Can you edit the data below so that "coordinates" becomes "location" everywhere it appears, with nothing else altered?

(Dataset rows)
_ _ _

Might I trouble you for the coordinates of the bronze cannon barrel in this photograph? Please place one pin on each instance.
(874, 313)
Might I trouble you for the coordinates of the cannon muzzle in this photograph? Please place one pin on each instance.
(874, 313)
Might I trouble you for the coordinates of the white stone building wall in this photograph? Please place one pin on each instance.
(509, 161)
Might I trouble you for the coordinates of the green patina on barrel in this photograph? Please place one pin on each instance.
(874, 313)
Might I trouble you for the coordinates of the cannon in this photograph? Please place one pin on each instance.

_ _ _

● **Reply to the exercise**:
Might I trouble you for the location of the bronze cannon barrel in this photograph? Please place one pin on each instance.
(874, 313)
Might I trouble you for the location of the cannon muzzle in this photograph? Please place one pin on each instance.
(874, 313)
Might I trouble you for the location of the white stone building wall in this photograph? Please place one pin on each instance.
(509, 161)
Might I trouble you for the location of the green patina on barrel in this photograph? Please place one pin on each instance.
(874, 313)
Might I trouble you for the location of the cannon in this photograph? Please place one pin on each instance.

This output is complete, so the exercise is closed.